# [Named object pointing entries]

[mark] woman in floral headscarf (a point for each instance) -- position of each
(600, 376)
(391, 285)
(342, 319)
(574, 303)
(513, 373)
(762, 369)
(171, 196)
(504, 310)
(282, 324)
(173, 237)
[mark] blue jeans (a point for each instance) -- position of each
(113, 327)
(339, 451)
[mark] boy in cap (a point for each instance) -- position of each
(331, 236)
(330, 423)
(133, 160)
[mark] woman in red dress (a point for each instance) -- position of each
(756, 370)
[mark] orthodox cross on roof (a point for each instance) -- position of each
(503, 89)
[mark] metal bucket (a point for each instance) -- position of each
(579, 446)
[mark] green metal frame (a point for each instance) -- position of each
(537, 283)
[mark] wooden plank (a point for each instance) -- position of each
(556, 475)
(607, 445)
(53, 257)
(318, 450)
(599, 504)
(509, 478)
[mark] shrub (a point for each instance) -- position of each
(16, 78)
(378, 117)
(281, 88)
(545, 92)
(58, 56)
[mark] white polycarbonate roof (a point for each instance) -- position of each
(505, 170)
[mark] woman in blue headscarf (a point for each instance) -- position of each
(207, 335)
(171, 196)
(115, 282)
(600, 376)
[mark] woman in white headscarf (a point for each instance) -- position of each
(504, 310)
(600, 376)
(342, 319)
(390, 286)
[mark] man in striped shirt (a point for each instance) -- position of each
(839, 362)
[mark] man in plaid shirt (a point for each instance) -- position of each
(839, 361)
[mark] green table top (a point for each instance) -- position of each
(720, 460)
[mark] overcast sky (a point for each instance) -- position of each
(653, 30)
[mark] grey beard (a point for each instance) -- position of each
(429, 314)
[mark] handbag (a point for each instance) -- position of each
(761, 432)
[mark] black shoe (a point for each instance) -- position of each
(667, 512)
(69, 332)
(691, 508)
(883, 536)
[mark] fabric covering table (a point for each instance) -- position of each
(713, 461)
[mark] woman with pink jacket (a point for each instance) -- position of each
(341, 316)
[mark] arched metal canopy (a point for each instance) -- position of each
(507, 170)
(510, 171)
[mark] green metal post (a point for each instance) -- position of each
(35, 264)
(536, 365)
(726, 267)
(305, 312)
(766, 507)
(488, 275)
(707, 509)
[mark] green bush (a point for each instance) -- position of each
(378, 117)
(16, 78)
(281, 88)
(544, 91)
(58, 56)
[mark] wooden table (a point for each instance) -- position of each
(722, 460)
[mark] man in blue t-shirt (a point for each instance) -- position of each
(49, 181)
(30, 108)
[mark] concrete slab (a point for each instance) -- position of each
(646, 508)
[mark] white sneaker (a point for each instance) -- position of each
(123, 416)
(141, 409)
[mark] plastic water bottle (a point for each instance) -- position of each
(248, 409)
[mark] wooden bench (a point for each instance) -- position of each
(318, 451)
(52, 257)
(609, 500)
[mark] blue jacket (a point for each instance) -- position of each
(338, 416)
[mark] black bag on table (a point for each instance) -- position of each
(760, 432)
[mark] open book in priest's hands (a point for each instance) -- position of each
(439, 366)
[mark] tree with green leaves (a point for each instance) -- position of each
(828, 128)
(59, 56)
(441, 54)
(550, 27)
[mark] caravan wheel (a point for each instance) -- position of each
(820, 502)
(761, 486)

# [Goal]
Reproduce all of the entries word for word.

# [Task solution]
[mark] woman in floral headscarf (a point for each instance) -- position of each
(600, 376)
(391, 285)
(342, 319)
(574, 303)
(513, 373)
(762, 369)
(171, 196)
(504, 310)
(282, 324)
(173, 237)
[mark] blue jeans (a point for each instance) -- position of each
(113, 327)
(339, 451)
[mark] boy in cap (a point for each instance) -- position of each
(331, 236)
(330, 423)
(133, 160)
[mark] woman in red dress (a point for each instance) -- position of each
(756, 370)
[mark] orthodox cross on roof (a point for each instance) -- position of each
(503, 89)
[mark] metal bucket (a point for each instance) -- position of each
(579, 446)
[mark] green metal frame (a point for each instance) -- position of each
(537, 283)
[mark] wooden plank (a point for each instance) -- position of each
(556, 475)
(607, 445)
(53, 257)
(318, 450)
(599, 504)
(509, 478)
[mark] shrub (a point for each instance) -- position of each
(16, 78)
(378, 117)
(281, 88)
(545, 92)
(58, 56)
[mark] white polycarbonate roof (a point for each instance) -- position of each
(505, 170)
[mark] woman in blue headscarf (a point for each instance) -- position of each
(207, 335)
(171, 196)
(115, 282)
(600, 376)
[mark] woman in white headscarf (a point for each instance) -- position of each
(504, 310)
(600, 376)
(342, 319)
(390, 286)
[mark] man in striped shirt (a point for each instance) -- position of each
(839, 362)
[mark] man in plaid shirt (a point for each instance) -- position of each
(839, 361)
[mark] green table top (a point for each instance) -- position of each
(720, 460)
[mark] overcast sky (a point for each instance) -- position of each
(653, 30)
[mark] grey beard (a point for each instance) -- position of each
(429, 314)
[mark] handbag (a point for each instance) -- position of each
(761, 432)
[mark] black shoe (a point for each instance) -- position of each
(667, 512)
(69, 332)
(691, 508)
(883, 536)
[mark] fabric covering table (a point for each instance) -- position of each
(713, 461)
[mark] woman with pink jacket (a point for each instance) -- position of each
(341, 316)
[mark] arched metal canopy (a point for each instance) -- position of each
(507, 170)
(510, 171)
[mark] green metal post (a point for each instance) -- position of each
(35, 264)
(536, 365)
(726, 267)
(305, 312)
(766, 507)
(488, 275)
(707, 509)
[mark] green bush (a point for each instance) -- position of each
(378, 117)
(16, 78)
(281, 88)
(544, 91)
(58, 56)
[mark] wooden table (a point for each instance) -- position of each
(722, 460)
[mark] man in blue t-shirt (a point for each instance) -- position of each
(49, 181)
(30, 108)
[mark] concrete slab (a point for each instance) -- position of each
(646, 508)
[mark] white sneaker (a point for each instance) -- position of each
(123, 416)
(141, 409)
[mark] plastic water bottle (a point for each instance) -- position of each
(248, 409)
[mark] wooden bench (a point for each instance) -- position of each
(318, 451)
(52, 257)
(609, 500)
[mark] blue jacket (a point for each instance) -- position of each
(338, 416)
[mark] black bag on table (a point for each instance) -- position of each
(760, 432)
[mark] open book in priest's hands (a point for each instance) -- position of each
(439, 366)
[mark] tree with green leaves (a point for each instance) -- position of each
(828, 128)
(59, 56)
(441, 54)
(550, 27)
[mark] caravan wheel (a point for each instance) -- position of each
(820, 502)
(761, 486)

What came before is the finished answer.